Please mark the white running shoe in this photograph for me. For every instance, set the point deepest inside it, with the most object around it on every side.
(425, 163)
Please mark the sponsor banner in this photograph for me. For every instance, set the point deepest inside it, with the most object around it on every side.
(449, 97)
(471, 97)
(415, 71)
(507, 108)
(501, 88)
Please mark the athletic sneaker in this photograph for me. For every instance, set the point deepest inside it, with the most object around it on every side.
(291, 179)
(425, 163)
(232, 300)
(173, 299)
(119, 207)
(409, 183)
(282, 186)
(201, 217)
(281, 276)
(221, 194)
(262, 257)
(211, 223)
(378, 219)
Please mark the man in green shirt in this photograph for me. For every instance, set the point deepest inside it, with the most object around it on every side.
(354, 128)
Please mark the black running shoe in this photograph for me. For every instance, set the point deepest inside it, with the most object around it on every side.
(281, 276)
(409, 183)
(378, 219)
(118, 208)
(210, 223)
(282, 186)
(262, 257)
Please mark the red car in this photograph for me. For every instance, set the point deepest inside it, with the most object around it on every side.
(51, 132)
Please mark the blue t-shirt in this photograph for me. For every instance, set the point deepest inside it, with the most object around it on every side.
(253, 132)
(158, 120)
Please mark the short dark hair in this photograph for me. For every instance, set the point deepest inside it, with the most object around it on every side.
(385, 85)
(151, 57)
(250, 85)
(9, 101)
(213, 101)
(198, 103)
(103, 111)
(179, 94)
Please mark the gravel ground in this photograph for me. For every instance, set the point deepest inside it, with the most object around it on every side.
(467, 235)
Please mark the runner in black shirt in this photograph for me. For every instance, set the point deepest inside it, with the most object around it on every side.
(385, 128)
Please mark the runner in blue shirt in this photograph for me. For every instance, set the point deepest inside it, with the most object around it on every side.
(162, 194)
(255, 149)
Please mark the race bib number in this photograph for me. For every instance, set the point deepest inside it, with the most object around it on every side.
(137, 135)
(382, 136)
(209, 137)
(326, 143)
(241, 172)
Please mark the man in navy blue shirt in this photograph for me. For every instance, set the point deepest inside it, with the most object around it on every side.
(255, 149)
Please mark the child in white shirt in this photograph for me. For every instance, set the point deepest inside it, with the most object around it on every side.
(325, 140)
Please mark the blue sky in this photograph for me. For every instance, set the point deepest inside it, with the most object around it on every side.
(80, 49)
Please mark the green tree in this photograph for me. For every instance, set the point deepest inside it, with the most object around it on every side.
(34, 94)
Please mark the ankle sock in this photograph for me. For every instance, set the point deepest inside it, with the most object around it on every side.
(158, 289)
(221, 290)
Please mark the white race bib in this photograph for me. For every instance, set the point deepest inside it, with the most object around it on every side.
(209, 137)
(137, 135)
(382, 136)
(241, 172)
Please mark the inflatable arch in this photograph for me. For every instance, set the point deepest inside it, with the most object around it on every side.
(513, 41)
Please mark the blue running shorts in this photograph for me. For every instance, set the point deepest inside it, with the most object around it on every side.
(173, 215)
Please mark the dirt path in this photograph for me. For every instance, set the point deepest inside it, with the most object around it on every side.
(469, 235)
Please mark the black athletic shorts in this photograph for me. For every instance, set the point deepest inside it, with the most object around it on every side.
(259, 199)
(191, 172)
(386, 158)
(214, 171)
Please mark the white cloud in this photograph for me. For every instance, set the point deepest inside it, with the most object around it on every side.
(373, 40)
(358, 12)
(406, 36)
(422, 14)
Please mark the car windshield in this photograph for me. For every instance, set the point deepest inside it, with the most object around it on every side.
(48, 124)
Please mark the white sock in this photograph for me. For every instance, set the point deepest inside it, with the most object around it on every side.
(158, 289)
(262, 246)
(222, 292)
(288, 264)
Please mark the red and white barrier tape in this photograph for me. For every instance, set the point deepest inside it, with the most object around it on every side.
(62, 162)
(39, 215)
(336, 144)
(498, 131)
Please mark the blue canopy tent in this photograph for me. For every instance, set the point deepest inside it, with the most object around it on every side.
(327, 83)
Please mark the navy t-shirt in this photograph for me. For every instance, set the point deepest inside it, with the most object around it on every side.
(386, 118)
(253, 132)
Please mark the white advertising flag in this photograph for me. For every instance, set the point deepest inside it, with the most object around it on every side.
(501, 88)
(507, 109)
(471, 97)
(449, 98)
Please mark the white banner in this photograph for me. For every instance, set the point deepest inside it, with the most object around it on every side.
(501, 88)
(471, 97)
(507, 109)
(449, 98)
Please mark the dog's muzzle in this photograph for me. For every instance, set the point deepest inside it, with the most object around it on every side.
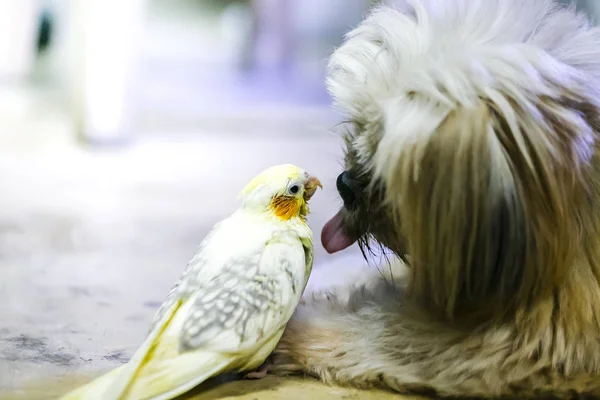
(349, 189)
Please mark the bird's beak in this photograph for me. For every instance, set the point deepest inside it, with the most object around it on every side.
(310, 186)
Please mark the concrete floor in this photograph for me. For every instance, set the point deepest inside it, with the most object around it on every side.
(91, 241)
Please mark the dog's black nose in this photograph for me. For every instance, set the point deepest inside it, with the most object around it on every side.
(347, 188)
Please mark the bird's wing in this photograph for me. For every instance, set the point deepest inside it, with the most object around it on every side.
(240, 312)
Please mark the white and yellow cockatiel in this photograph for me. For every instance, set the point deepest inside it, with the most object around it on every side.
(231, 304)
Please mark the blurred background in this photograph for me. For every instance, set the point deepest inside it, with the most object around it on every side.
(126, 130)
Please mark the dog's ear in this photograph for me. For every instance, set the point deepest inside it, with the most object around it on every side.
(488, 196)
(486, 148)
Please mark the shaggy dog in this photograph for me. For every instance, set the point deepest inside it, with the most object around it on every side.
(473, 156)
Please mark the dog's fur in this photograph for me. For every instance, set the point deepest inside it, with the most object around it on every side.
(475, 139)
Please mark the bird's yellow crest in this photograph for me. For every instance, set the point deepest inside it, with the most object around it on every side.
(283, 190)
(274, 175)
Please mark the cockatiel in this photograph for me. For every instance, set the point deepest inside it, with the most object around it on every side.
(231, 304)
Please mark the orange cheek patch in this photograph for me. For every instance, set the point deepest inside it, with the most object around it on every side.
:::
■ **Goal**
Print nothing but the lines from the line with "Please mark the bird's beak" to the last line of the records above. Both of those lines count.

■ **Complete answer**
Please mark the bird's beak in this photograph for me. For every instance, set the point deepest inside it, with the most object around it on every side.
(310, 186)
Please mark the concrete floor in this photograph for me. For every instance, set the point deepest inside it, with the most object around it on every side.
(91, 241)
Please mark the dog's black nose in this photograph for me. For every instance, set the point deepest inside it, with the most object around it on every side.
(347, 188)
Please mark the bird's wing in this photograph for me. For every instance, set the point deepest inside it, with the most object around it on every side.
(240, 312)
Please mark the white and yellow cockatiel in this photograph for me. For every instance, set the point deepest inside it, with the most object around it on every side.
(231, 304)
Please mark the blurred background in this photograph for me. For every instance, set the point deepest inside it, with the most object around it on every side.
(126, 130)
Please mark the dog's ear in this photograph for me. For every instance, set the point deepest inside it, with the most object around it on every side.
(488, 196)
(486, 148)
Please mark the shaggy dog in this photograph for me. For every instance, set the point deepest inside it, with the most object around it on every side.
(473, 156)
Please mark the dog's fur in this photograph for me. For every instance, set the point deepest inside it, with the most object around it on every side.
(475, 139)
Please mark the bird's yellow crest in this photograph for me. For every instance, set the point deepest inside it, with the most object around it on every side.
(283, 190)
(274, 175)
Please mark the cockatiel in this photograph for me. For every instance, set the point deepest inside it, with the most object around it on every side.
(231, 304)
Please mark the orange cheek patch in this photograph for me. For every instance, set the point deepest inside it, with the most object around it on every side.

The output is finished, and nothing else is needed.